▶ _DIRECTIVE A_
Decide whether each statement below agrees with the comment on insurance capital, answering yes or no and quoting the words of the comment that settle it: (i) many firms are using excess capital to buy back shares; (ii) Solvency II is expected to lower capital requirements for European insurance companies; (iii) bond yields are described as high.

▶ _PAGE EXTRACT_
What I cannot reconcile is the large amount of capital that everyone seems to be sitting on and how the profitability of the industry appears to just keep rolling on (largely due to reserve releases). Until a large chunk of this excess capital is destroyed how will we see a hard market? Right now many firms are using excess capital to repurchase shares. Perhaps we will need to see some really ugly catastrophes (hit to  reserves) or a second financial crisis (hit to investments).

 

What is apparent to me is the current math is not sustainable. The P&C industry appears to be underwriting at a CR over 100 (on a current year basis). Bond yields are crazy low and long yields could come down further. And equities have had an amazing run.

 

As reserve releases slow, bond yields fall and equities go sideways (reasonable future scenario) we may see sentiment actually get worse as this soft market drags on into 2011.

 

How do we get a hard market with so much excess capital sitting on the books at so many insurance companies?  

 

 

Solvency II will dramatically increase capital requirements for European insurance companies by about Q2 of 2011.  The most practical way for them to meet these new capital requirements is by buying more reinsurance,  a LOT MORE reinsurance.  Well capitalized reinsurers may experience a substantial hardening of rates then.  This may lead to hardening in primary insurance markets, first in Europe and then worldwide.

▶ _DIRECTIVE B_
In the entries, rewrite every line from the line with "Object class for this HIT: chair seat" up to and including the line with "[577,220,649,395]", instructions included, and nothing else. Multiply each bounding-box coordinate in the answers by 1.15 and round it to a whole number, with halves rounded up.

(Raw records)
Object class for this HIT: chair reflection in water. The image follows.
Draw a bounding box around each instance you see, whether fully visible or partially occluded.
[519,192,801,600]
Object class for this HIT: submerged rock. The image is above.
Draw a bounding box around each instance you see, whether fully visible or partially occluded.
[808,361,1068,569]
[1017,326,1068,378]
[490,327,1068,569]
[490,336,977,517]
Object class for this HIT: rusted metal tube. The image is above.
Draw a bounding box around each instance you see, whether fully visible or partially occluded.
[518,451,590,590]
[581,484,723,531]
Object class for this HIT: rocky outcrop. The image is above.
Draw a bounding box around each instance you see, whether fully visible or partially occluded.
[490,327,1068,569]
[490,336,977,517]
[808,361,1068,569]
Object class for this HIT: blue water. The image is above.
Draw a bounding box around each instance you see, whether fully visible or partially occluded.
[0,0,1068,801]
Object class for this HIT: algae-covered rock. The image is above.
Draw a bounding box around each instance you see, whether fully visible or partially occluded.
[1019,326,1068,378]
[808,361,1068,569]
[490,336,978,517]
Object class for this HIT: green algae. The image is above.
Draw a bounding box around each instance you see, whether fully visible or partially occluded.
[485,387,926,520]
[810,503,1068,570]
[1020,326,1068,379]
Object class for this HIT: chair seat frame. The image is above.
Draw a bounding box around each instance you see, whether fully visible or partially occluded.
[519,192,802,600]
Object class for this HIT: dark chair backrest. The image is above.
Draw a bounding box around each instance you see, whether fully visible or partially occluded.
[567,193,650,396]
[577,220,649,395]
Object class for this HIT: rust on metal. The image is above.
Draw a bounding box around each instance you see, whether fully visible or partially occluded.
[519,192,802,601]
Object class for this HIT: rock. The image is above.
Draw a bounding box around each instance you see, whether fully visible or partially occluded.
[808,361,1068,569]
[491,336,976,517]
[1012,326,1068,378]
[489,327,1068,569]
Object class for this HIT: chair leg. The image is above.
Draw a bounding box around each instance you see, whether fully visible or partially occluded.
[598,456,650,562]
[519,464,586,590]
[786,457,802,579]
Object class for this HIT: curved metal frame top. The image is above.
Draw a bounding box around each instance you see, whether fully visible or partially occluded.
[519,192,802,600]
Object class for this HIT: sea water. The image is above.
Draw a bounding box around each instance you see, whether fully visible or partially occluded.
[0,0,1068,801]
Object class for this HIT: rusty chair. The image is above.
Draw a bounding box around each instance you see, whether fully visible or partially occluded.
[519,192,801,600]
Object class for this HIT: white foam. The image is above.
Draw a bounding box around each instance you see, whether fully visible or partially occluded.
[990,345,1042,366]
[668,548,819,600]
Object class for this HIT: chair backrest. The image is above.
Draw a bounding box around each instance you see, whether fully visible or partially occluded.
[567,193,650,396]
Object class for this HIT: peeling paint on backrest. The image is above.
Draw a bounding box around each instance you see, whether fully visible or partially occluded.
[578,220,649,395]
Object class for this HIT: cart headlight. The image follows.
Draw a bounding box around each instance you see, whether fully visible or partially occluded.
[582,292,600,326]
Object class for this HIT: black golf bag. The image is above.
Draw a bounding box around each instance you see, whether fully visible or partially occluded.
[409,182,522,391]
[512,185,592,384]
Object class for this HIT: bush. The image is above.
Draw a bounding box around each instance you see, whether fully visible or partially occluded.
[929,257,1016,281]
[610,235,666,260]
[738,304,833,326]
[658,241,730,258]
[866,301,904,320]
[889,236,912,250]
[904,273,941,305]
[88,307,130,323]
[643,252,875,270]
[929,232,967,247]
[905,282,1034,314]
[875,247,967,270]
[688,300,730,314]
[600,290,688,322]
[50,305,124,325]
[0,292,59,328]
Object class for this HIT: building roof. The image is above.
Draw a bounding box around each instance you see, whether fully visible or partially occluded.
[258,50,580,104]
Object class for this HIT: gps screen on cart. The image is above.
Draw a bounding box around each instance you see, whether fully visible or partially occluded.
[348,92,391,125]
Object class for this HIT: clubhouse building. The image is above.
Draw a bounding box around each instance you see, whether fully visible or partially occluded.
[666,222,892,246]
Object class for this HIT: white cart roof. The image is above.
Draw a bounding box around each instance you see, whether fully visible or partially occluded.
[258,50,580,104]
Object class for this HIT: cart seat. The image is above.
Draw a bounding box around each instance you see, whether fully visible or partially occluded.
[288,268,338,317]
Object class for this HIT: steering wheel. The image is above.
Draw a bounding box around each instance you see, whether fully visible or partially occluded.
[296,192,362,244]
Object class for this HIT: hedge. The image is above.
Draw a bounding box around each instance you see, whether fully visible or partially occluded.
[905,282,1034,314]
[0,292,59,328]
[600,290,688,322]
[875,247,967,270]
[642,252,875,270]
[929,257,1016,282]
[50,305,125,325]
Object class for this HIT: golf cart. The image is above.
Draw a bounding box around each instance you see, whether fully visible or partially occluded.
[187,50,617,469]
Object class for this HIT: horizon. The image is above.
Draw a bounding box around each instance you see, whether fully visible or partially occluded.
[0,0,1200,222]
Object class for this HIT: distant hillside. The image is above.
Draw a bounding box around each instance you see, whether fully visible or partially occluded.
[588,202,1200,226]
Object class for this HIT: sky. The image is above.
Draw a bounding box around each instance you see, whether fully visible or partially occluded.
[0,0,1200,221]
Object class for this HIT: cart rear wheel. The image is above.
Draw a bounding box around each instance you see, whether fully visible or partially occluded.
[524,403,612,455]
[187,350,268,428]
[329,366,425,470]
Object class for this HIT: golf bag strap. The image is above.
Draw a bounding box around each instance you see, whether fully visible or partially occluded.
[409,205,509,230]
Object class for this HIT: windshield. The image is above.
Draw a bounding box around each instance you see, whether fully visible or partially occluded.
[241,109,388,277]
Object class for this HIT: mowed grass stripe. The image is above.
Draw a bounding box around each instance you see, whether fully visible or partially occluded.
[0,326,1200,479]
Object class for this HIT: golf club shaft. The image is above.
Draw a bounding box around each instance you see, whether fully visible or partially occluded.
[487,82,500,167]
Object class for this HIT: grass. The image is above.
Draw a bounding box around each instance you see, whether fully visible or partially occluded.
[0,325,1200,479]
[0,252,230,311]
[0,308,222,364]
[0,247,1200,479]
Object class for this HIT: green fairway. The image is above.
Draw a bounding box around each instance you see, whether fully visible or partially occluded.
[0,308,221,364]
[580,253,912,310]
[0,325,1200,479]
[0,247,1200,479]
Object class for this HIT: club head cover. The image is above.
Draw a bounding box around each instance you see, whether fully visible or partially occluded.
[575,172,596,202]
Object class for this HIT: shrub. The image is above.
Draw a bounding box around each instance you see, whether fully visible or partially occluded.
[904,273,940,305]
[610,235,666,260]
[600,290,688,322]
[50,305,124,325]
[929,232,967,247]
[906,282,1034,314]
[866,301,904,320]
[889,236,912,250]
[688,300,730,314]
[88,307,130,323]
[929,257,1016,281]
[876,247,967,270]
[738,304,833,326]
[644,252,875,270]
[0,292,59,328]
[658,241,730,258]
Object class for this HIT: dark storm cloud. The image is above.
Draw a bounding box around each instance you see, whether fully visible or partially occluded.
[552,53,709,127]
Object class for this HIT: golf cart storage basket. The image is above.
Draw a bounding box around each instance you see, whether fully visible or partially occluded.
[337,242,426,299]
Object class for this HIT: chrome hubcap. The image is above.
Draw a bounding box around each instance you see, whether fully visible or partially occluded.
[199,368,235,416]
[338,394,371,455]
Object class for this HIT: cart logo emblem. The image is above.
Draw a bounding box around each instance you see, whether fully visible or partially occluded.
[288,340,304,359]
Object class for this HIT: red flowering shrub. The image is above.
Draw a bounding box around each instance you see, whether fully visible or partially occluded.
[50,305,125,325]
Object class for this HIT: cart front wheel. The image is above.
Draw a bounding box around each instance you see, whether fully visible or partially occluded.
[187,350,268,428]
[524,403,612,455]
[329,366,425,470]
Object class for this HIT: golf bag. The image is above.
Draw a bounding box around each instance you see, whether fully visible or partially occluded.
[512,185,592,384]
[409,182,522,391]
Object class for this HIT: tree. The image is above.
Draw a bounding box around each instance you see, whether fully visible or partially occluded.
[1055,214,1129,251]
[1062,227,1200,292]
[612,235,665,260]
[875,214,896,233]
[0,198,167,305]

▶ _COMPLETE OUTPUT A_
(i) Yes: "Right now many firms are using excess capital to repurchase shares."
(ii) No: "Solvency II will dramatically increase capital requirements for European insurance companies by about Q2 of 2011."
(iii) No: "Bond yields are crazy low and long yields could come down further."

▶ _COMPLETE OUTPUT B_
Object class for this HIT: chair seat frame. The image is above.
Draw a bounding box around each instance you see, whether fully visible or partially occluded.
[597,221,922,690]
Object class for this HIT: dark chair backrest. The image is above.
Draw a bounding box around each instance you see, whether fully visible or partially occluded.
[652,222,748,455]
[664,253,746,454]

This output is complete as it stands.